Yapılacak iş
Metin parçasında geçen “Görüşmenin en çok 45 dakika süreceği öngörülmüştü.” cümlesini İngilizceye çevirin.

Metin parçası
Soçi mutabakatını takip ettiniz. Mevcut halde 150 saatlik takvim işlemeye devam ediyor. O takvim işlerken Soçi’de herkes kameranın önünde yaşananları gördü. Gelin ben size bir de kameraların arkasında yaşananları anlatayım...
***
Görüşmenin en çok 45 dakika süreceği öngörülmüştü. Dönüş uçağımızın kalkış saati de 18:00 olarak duyurulmuştu. A 330 Ankara’ya inecek ve biz oradan İstanbul uçağına geçecektik... Biletler de buna göre alınmıştı elbette... Basın toplantısı için, “ha şimdi ha az sonra” derken görüşme 6 buçuk saat sürdü... E hepimizin eve dönüş planları da aksadı elbette. Melih Altınok ve Meryem İlayda Atlas, ekibin zaman planlayıcısı olarak her yarım saatte bir plan güncellediler... İkisinin bulunduğu yerden sürekli şu ses duyuluyordu; “Şimdi başlasa toplantı, yarım saat sürse, buradan havaalanı 20 dakika, Ankara’ya varışımız...” Neticede en az dört sefer ileri atılan uçaklara da kimse yetişemedi...
***
Ben son uçakta da yer bulamayınca, Vahap Munyar geldi ve “Yanımdan ayrılma” dedi... Meğer Vahap Abi, İstanbul’dan Ankara’ya arabayla gelmiş sabahtan beri de araç Esenboğa’da bekliyormuş… Gece kalmaktansa ben de Vahap Abi’nin arabasına sızdım. Yola çıkınca öğrendik ki meğer Ali Adakoğlu, Bolu yakınlarındaki çok ünlü bir köftecide bize yemek ısmarlayacakmış... Arabamızı yanaştırdık, lokantaya çıktık. Köftemizi söyledik. Aldığımız cevap; “Kış tarifesine geçtik. İçerseniz sadece çorbamız var. Köfte yok…” Büyük yol pazarlığının en önemli kozu olan yemek işini Ali, üç tas çorbayla bitirdi anlayacağınız...
***
Zahid Akman kafilenin ağabeyi konumundaydı. Dolayısıyla sinirler gerildiğinde, açlık vurduğunda, susuzluk dayanılmaz olduğunda, bekleyiş uzadığında, biz genç kuşağı motive etmek de ona düşüyordu. Bir ara ‘şol cennetin ırmakları’ diye başladı hatta... Fakat “bir nedenden dolayı” arkasını getirmedi… Bir gün o muhteşem sesi uzun uzun dinlemek lazım...

Çıkarılan veriler
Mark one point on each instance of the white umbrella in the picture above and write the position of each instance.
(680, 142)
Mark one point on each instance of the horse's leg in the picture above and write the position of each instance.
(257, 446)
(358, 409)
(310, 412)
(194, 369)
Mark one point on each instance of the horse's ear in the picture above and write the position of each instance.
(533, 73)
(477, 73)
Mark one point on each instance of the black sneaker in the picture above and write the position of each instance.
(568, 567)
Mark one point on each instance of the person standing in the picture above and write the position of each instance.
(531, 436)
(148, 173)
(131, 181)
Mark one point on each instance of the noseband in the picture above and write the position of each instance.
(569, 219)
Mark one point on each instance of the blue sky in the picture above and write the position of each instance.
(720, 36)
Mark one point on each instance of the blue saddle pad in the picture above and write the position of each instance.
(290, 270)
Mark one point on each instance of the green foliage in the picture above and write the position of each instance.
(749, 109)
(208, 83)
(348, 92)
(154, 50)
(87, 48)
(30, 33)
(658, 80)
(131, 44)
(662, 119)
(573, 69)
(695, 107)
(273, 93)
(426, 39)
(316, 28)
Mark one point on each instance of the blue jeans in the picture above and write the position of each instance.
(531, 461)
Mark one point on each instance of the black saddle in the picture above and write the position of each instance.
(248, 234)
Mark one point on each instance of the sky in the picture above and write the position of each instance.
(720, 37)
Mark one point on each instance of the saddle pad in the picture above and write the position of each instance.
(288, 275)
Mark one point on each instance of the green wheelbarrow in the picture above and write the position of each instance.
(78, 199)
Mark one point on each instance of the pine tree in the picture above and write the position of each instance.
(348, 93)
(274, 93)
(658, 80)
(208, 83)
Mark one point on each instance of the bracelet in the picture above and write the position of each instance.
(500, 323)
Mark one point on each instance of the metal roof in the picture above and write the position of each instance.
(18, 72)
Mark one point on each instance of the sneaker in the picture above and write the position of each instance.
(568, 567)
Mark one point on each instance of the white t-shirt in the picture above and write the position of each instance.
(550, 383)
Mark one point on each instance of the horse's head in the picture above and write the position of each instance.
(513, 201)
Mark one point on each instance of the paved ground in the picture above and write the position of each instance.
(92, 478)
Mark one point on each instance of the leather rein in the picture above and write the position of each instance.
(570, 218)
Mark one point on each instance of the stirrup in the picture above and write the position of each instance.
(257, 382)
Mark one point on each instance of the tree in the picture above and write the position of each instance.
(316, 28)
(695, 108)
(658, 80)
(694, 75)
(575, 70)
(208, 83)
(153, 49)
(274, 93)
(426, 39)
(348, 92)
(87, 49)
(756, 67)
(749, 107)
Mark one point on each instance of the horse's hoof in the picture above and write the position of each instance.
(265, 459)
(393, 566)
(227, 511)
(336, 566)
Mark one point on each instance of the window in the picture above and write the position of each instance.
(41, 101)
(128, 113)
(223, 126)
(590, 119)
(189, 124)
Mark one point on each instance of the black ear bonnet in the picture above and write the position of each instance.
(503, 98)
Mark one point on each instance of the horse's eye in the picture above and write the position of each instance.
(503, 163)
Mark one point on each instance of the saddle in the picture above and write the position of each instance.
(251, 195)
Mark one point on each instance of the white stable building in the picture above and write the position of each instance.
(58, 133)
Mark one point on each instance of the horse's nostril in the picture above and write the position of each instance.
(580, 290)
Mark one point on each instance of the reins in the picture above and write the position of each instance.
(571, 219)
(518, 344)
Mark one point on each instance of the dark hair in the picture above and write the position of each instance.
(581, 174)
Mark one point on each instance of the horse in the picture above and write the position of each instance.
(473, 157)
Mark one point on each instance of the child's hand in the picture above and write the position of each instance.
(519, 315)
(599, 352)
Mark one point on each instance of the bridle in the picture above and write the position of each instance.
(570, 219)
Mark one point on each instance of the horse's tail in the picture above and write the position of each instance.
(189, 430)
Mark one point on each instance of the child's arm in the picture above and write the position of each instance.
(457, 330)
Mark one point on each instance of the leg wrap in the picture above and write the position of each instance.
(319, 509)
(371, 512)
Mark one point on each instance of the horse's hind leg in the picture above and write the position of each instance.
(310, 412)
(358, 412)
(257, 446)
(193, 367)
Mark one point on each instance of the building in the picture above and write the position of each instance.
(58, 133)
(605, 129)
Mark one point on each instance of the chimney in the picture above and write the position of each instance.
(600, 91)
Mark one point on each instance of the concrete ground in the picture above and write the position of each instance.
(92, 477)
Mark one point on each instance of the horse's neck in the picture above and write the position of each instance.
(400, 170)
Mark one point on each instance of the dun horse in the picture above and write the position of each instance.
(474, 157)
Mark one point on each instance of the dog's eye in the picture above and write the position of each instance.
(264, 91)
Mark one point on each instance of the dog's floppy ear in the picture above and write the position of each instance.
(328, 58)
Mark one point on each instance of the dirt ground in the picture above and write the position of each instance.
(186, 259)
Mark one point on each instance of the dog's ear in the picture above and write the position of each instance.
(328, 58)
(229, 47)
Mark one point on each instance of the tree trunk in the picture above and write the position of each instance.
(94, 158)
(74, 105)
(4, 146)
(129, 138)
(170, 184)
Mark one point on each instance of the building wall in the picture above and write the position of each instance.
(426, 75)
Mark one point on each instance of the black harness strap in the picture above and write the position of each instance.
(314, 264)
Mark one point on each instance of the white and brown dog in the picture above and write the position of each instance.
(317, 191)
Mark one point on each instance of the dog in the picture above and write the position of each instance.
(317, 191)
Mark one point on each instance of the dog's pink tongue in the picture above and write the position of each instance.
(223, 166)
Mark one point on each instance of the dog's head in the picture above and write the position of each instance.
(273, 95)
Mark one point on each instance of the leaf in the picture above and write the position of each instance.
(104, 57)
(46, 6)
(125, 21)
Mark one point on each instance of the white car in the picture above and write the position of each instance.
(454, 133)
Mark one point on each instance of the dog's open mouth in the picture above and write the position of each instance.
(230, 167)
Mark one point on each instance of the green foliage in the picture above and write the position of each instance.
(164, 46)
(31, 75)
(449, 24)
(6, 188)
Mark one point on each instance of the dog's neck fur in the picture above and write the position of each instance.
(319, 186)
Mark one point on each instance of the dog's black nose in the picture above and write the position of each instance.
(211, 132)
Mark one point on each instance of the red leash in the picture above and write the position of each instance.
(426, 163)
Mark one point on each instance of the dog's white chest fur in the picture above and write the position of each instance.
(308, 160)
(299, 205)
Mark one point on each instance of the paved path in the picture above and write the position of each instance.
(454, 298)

Alıştırma yanıtı
The meeting had been expected to last 45 minutes at most.